* [Extracted records]
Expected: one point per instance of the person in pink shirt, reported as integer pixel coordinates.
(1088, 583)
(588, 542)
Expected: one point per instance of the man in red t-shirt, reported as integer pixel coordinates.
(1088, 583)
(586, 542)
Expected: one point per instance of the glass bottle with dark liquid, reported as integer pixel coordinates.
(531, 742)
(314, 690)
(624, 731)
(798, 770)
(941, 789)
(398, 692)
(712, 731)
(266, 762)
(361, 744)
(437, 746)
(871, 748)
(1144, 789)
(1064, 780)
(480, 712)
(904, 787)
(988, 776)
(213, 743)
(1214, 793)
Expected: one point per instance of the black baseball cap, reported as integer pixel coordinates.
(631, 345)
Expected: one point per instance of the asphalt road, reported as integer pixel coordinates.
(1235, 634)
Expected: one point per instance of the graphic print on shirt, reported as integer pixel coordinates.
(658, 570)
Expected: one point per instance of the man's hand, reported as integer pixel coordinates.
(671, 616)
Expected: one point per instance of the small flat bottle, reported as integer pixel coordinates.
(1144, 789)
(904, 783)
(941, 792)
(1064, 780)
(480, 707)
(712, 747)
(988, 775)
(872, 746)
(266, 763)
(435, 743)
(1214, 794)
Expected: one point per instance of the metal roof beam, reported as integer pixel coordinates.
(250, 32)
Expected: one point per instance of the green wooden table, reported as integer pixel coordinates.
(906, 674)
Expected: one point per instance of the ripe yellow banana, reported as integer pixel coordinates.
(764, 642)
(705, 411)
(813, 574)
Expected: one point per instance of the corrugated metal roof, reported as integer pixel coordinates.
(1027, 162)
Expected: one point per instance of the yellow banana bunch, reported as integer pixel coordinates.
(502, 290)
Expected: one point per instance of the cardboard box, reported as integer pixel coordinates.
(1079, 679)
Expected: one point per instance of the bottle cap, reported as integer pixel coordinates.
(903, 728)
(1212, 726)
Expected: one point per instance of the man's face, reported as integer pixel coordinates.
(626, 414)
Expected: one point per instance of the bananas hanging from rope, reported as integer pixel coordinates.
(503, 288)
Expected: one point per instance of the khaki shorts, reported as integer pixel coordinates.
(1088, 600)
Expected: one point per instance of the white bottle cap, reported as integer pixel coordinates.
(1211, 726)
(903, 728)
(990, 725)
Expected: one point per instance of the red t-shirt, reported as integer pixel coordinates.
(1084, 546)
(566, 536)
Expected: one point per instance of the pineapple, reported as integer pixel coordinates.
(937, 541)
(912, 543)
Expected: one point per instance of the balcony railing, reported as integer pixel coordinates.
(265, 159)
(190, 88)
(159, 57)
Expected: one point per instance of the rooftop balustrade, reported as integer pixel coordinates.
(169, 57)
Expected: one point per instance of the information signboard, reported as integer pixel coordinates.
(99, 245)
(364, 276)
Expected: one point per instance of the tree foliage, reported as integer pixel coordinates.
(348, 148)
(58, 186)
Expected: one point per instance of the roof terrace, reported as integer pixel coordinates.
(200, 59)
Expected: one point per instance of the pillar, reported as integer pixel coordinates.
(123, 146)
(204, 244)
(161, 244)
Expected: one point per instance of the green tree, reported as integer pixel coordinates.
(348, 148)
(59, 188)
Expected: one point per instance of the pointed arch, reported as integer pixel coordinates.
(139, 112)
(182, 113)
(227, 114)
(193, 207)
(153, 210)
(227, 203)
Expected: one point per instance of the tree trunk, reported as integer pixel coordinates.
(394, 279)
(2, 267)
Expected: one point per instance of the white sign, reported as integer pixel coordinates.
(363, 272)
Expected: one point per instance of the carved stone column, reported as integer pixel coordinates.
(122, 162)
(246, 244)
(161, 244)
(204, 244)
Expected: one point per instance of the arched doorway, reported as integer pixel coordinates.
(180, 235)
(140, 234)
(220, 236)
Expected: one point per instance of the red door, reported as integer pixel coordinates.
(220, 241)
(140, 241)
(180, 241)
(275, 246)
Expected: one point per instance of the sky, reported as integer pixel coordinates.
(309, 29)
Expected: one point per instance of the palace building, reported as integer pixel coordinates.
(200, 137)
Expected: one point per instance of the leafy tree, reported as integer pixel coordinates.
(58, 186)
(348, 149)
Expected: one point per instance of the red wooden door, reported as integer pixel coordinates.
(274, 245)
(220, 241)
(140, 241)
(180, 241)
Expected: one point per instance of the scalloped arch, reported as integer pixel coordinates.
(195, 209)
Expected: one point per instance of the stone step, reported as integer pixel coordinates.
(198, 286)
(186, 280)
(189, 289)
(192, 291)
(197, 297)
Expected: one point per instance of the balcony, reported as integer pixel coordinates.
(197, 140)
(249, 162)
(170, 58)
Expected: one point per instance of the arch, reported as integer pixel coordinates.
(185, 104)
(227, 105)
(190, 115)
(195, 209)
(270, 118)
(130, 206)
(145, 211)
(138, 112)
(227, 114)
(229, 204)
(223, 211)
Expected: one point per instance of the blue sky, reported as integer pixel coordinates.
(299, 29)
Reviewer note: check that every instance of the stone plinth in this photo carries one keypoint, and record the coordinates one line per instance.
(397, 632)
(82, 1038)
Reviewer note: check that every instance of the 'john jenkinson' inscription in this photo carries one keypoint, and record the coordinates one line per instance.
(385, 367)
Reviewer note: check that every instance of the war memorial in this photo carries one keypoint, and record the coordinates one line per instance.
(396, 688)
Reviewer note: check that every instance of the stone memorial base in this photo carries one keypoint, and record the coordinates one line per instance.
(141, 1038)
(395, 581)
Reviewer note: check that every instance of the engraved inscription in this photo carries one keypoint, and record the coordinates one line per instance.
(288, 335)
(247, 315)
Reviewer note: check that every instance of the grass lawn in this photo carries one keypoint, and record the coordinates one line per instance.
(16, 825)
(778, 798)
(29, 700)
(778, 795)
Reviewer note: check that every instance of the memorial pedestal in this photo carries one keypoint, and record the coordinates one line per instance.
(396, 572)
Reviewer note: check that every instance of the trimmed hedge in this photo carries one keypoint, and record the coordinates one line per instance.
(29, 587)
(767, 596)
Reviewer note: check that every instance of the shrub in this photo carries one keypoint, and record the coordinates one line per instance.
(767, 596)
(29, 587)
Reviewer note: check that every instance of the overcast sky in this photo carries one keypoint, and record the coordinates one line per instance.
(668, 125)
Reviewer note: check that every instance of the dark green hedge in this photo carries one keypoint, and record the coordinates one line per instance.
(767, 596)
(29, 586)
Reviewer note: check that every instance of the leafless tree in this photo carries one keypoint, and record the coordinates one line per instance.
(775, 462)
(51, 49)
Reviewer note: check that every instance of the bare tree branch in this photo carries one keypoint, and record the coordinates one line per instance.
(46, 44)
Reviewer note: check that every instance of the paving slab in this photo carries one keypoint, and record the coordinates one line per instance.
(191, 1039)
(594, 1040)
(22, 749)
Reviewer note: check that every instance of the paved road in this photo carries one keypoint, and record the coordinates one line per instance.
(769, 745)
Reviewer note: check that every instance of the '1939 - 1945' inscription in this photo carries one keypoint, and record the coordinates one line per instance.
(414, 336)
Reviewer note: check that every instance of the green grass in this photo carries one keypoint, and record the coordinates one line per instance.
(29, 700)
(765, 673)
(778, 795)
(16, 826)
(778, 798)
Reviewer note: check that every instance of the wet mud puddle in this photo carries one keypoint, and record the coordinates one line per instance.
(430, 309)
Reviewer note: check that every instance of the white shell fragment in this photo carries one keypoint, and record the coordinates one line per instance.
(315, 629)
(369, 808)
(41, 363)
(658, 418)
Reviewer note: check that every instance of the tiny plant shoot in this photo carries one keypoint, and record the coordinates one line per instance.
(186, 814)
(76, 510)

* [Activity]
Copy every line of the material exactly, keeping all of it.

* [Exercise output]
Expected: one point per instance of the person in pink shirt, reported as integer pixel coordinates.
(1088, 583)
(588, 542)
Expected: one point per instance of the man in red t-shirt, reported as integer pixel coordinates.
(1088, 583)
(586, 542)
Expected: one point per instance of the glass bottle with dark liquid, reported as integer pixel coordinates.
(531, 742)
(314, 690)
(624, 731)
(798, 770)
(941, 789)
(398, 692)
(712, 731)
(266, 762)
(361, 744)
(437, 746)
(871, 748)
(1144, 789)
(1064, 780)
(480, 712)
(904, 787)
(988, 776)
(213, 743)
(1214, 793)
Expected: one point per instance of the black baseball cap, reported as integer pixel coordinates.
(631, 345)
Expected: one point per instance of the asphalt road, reported as integer pixel coordinates.
(1235, 634)
Expected: one point per instance of the graphic print on shirt, reported as integer pixel coordinates.
(658, 570)
Expected: one point per instance of the man's hand, reported as integer pixel coordinates.
(671, 616)
Expected: one point per instance of the small flat bottle, reported as integer pixel coordinates.
(1144, 789)
(904, 783)
(941, 792)
(1064, 780)
(480, 707)
(712, 747)
(988, 775)
(872, 746)
(266, 763)
(435, 743)
(1214, 794)
Expected: one point per instance of the metal roof beam, reported as integer pixel coordinates.
(250, 32)
Expected: one point per instance of the green wooden table, reported as integer pixel coordinates.
(906, 674)
Expected: one point per instance of the ripe yellow banana, reported as integer pixel coordinates.
(764, 642)
(705, 411)
(813, 574)
Expected: one point per instance of the corrugated metal roof, reported as integer pixel coordinates.
(1027, 162)
Expected: one point per instance of the yellow banana bunch, reported as integer pixel coordinates.
(502, 290)
Expected: one point per instance of the cardboard box, reported as integer pixel coordinates.
(1079, 679)
Expected: one point per instance of the bottle cap, reported as integer pixel coordinates.
(903, 728)
(1212, 726)
Expected: one point per instance of the man's face, reported as integer pixel coordinates.
(626, 414)
Expected: one point per instance of the bananas hanging from rope, reported as integer pixel coordinates.
(503, 288)
Expected: one point per instance of the khaki shorts, reported as integer pixel coordinates.
(1088, 600)
Expected: one point per instance of the white bottle cap, reported as integer pixel coordinates.
(1211, 726)
(903, 728)
(990, 725)
Expected: one point per instance of the red t-shirt, reported as integer pixel coordinates.
(1084, 546)
(566, 536)
Expected: one point per instance of the pineapple, reported as integer pixel coordinates.
(937, 541)
(912, 543)
Expected: one point per instance of the balcony railing, reported as integer pixel coordinates.
(265, 159)
(190, 88)
(159, 57)
Expected: one point per instance of the rooftop balustrade, reported as integer pixel coordinates.
(169, 57)
Expected: one point per instance of the information signboard, reported as integer pixel coordinates.
(99, 245)
(364, 276)
Expected: one point per instance of the tree foliage, reported as integer pixel coordinates.
(348, 148)
(58, 186)
Expected: one point per instance of the roof terrace, reported as integer pixel coordinates.
(200, 59)
Expected: one point per instance of the pillar, reported as integer pixel coordinates.
(123, 146)
(204, 244)
(161, 244)
Expected: one point per instance of the green tree, reported as integer pixel coordinates.
(348, 148)
(59, 188)
Expected: one point per instance of the pointed arch, reported as integer pixel coordinates.
(139, 112)
(182, 113)
(227, 114)
(193, 207)
(153, 210)
(227, 203)
Expected: one point per instance of the tree trunk, reported as integer pixel coordinates.
(394, 279)
(2, 267)
Expected: one point per instance of the white sign, reported as integer pixel coordinates.
(363, 272)
Expected: one point per instance of the carved stone column, reported as integer pixel coordinates.
(122, 162)
(246, 244)
(161, 244)
(204, 244)
Expected: one point per instance of the arched doorway, reported as integer pixel coordinates.
(180, 235)
(140, 234)
(220, 236)
Expected: one point per instance of the red door, reported as integer pixel coordinates.
(220, 241)
(140, 241)
(180, 241)
(275, 246)
Expected: one point per instance of the sky, reported as integer pixel coordinates.
(309, 29)
Expected: one point per instance of the palace building, reported as integer pixel coordinates.
(200, 137)
Expected: one point per instance of the leafy tree, reported as integer pixel coordinates.
(58, 186)
(348, 149)
Expected: one point per instance of the red wooden door, reported as integer pixel coordinates.
(274, 245)
(220, 241)
(140, 241)
(180, 241)
Expected: one point per instance of the scalloped arch, reported as integer pixel coordinates.
(195, 209)
Expected: one point per instance of the stone step, reported as integer pixel coordinates.
(198, 286)
(186, 280)
(189, 289)
(192, 291)
(197, 297)
Expected: one point per instance of the balcony, reported as integer pixel coordinates.
(197, 140)
(249, 162)
(170, 58)
Expected: one point per instance of the arch, reported as integer pixel coordinates.
(185, 104)
(227, 105)
(190, 115)
(195, 209)
(270, 118)
(130, 206)
(145, 211)
(138, 112)
(227, 114)
(229, 204)
(223, 211)
Expected: one point per instance of the blue sky, reported as integer pixel coordinates.
(299, 29)
Reviewer note: check that every instance of the stone plinth in this photo carries one keypoint, and record the coordinates one line per instance.
(397, 632)
(82, 1038)
Reviewer note: check that every instance of the 'john jenkinson' inscription in this photo carries one keypoint, and record the coordinates one line per instance.
(385, 367)
Reviewer note: check that every instance of the war memorial in this photo carries one keypoint, and record the coordinates one line per instance.
(396, 688)
Reviewer note: check that every instance of the stone memorial base in this photo carries one keypoint, and record the coordinates one line per instance.
(141, 1038)
(395, 581)
Reviewer note: check that every instance of the engraved inscription in this photo carries one keypoint, and record the coordinates one line per instance.
(288, 335)
(247, 315)
Reviewer note: check that every instance of the grass lawn in this photo carries one keypoint, and record the coordinates one line per instance.
(16, 825)
(778, 798)
(29, 700)
(778, 795)
Reviewer note: check that every instance of the memorial pedestal in this photo carries one keypoint, and record the coordinates one line per instance.
(396, 572)
Reviewer note: check that every instance of the trimmed hedge in this photo carries one keypoint, and record the coordinates one line per instance.
(29, 587)
(767, 596)
Reviewer note: check that every instance of the shrub in this photo carries one keypoint, and record the coordinates one line per instance.
(767, 596)
(29, 587)
Reviewer note: check that every instance of the overcast sky in this photo carries one keypoint, and record the coordinates one line per instance.
(668, 125)
Reviewer note: check that every instance of the dark green hedge in this photo carries one keypoint, and record the coordinates one line per instance.
(767, 596)
(29, 586)
Reviewer note: check that every instance of the leafless tree in this photo carries one keypoint, and record the coordinates one line per instance.
(775, 462)
(51, 49)
Reviewer note: check that every instance of the bare tree branch in this photo carries one keypoint, and record the coordinates one line per instance.
(46, 44)
Reviewer note: check that every instance of the paving slab in this photo carries one keypoint, and record the coordinates one line per instance.
(191, 1039)
(594, 1040)
(22, 749)
Reviewer note: check that every instance of the paved road in this photo carries one keypoint, and record the coordinates one line per instance.
(769, 745)
Reviewer note: check that every instance of the '1939 - 1945' inscription in this photo carries one keypoint, and record the coordinates one line per instance.
(414, 336)
Reviewer note: check that every instance of the green grass in this photo carries one keypoint, and record the coordinates one line per instance.
(29, 700)
(765, 673)
(778, 795)
(16, 826)
(778, 798)
Reviewer note: check that every instance of the wet mud puddle in this photo carries one keypoint, and record the coordinates one line per instance.
(430, 309)
Reviewer note: check that every instance of the white shell fragment in this photo carries one keypoint, and record the coordinates one line per instance.
(315, 629)
(369, 808)
(41, 363)
(658, 418)
Reviewer note: check that every instance of the tiny plant shoot in this photo carries one keypoint, and record the coordinates one line per instance.
(186, 814)
(76, 510)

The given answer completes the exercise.